When a guy called Lou Ciphre (Robert De Niro) hires PI Harry Angel (Mickey Rourke) to track down a debtor, it’s clear from the character names we’re not in for a straightforward crime thriller.

Despite the Fifties setting, director Alan Parker makes great use of real locations in New York and Louisiana.

The scuzzy New York of the period was recreated around the 19th Century tenements of Eldridge Street on Manhattan’s Lower East Side, where the sudden appearance of 1955 prices in shop windows nearly led to riots.

Although the same area is also used for some of the Harlem scenes, the Mission and the procession are the real Harlem, as is the ‘Lincoln Presbyterian Hospital’ where Angel visits bandleader Spider, which was shot at Harlem Hospice which stood on 138th Street.

Down in the East Village, you can find the bar where Angel gets pictures of his target, Johnny Favorite. It’s 7&B Horseshoe Bar (Vazac's), 108 Avenue B at Seventh Street. It's a familiar ‘lowlife atmosphere’ bar seen in plenty of other movies including Crocodile Dundee and, most famously, it's the bar where the Rosato brothers attempt to garotte Pentangeli in The Godfather Part II.

The ‘Poughkeepsie’ nursing home where Angel impersonates a hospital inspector is Wilderstein, a 19th-century Queen-Anne-style country house in Rhinebeck on the Hudson River, upstate New York, which had been home to the former secretary, recently deceased, to Franklin D Roosevelt.

The neighbourhood of sweaty junkie Dr Fowler, supposedly at 419 Kitteredge, was filmed over on Staten Island.

In Brooklyn, the venerable Coney Island on the South Shore, repainted glumly to suit the film’s monochrome look, serves as the rundown, rat-infested amusement park where Angel looks for Madame Zora.

And on to New Orleans, sort of. Angel’s arrival in Louisiana by train was shot at Hoboken Railway Station, New Jersey, just over the Hudson River from Manhattan, a wonderful old terminus seen in Funny Girl, Three Days Of The Condor and Kal Ho Naa Ho.

The real Big Easy shooting was largely around the Victorian houses and shops in New Orleans' old Irish section along Magazine Street. Confusingly, the flashbacks to a post-war NY Times Square were also filmed in New Orleans.

The touristy shots of New Orleans take in the arches by the market on Decatur Street and St Peter Street alongside St Louis Cathedral.

The streetcar is the main St Charles Avenue Line, and the house of Margaret Krusemark (Charlotte Rampling) was a boarded-up property behind Royal Street, while the old slave quarters at the back doubled as Angel’s hotel.

Your objective ▸
According to the text on the film's shooting locations, why was Coney Island repainted? Reply in one to three sentences.

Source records
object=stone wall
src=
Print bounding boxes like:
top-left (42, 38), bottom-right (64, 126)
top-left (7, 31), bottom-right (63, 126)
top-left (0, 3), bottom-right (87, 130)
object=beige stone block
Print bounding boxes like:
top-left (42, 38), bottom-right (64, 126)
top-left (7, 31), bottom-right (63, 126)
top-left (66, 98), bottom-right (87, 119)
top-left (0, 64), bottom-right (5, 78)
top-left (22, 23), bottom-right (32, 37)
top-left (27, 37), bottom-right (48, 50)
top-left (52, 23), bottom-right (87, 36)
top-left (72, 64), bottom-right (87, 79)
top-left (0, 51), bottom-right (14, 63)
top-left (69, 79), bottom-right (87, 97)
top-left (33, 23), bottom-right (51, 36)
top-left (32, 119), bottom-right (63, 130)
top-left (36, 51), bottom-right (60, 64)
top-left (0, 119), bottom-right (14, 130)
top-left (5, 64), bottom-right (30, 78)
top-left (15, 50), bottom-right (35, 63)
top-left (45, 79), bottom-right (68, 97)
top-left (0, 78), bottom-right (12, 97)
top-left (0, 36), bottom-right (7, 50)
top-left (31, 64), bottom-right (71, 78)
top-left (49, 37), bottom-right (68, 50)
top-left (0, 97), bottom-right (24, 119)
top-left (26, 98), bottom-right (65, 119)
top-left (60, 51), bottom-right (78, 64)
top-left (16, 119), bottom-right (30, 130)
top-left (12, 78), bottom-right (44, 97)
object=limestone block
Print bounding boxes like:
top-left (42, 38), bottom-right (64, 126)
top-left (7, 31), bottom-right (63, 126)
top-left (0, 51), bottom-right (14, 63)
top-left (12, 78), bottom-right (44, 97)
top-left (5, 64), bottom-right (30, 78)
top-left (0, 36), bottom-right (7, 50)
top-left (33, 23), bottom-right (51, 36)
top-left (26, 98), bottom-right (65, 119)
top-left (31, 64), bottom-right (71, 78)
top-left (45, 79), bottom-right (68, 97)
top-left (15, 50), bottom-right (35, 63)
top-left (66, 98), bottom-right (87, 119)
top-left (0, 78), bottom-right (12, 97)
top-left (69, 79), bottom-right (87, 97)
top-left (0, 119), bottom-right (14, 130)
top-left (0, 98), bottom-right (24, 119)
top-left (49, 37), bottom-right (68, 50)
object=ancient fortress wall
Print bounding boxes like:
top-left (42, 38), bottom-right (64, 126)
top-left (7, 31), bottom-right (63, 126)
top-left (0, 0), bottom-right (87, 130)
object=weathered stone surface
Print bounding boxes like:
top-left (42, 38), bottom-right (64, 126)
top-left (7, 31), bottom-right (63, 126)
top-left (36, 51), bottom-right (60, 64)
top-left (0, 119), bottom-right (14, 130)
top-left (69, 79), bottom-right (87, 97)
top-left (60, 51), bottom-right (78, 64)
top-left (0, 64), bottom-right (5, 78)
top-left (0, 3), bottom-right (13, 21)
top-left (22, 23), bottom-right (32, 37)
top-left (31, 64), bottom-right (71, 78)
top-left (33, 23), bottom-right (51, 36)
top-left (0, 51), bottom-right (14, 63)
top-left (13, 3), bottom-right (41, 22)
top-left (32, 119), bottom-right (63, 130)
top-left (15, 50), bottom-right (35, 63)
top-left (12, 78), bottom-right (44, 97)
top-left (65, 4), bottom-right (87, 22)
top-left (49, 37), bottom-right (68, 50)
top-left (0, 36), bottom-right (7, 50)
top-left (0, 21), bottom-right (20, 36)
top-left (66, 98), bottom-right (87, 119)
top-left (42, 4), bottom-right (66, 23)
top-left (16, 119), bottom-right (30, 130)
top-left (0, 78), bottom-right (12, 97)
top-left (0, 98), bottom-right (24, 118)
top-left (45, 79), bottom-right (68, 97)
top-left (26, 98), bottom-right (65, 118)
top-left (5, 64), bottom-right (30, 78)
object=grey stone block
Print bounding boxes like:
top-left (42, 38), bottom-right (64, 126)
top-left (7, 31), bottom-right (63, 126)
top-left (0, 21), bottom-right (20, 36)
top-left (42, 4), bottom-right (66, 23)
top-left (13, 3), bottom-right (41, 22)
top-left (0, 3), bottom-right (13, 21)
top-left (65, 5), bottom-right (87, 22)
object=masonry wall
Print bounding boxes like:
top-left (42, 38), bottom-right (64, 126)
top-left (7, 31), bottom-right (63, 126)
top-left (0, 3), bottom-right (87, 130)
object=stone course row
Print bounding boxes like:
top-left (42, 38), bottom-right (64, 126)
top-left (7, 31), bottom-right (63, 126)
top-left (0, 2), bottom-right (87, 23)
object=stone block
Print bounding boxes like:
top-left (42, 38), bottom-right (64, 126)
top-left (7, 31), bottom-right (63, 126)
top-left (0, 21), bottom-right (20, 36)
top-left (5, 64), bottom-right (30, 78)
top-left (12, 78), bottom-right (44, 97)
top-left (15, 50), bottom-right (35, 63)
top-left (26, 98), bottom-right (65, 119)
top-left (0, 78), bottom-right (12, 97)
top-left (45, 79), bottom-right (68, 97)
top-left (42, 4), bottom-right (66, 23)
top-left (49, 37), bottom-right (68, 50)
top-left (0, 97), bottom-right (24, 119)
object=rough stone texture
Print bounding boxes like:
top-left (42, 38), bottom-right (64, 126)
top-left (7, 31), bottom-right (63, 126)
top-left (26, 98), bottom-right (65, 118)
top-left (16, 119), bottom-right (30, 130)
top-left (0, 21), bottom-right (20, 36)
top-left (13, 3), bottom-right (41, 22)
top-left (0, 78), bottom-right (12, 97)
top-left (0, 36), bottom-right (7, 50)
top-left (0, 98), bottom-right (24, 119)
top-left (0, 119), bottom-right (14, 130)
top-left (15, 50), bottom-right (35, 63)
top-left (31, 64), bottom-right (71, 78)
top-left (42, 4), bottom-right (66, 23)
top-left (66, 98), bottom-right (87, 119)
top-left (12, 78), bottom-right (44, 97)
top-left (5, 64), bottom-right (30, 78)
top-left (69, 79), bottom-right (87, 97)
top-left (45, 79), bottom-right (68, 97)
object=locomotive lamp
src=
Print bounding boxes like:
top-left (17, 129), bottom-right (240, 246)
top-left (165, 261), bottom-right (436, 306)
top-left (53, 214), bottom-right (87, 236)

Answer to the exercise ▸
Coney Island was repainted glumly to suit the film's monochrome look. It then served as the rundown, rat-infested amusement park where Angel looks for Madame Zora.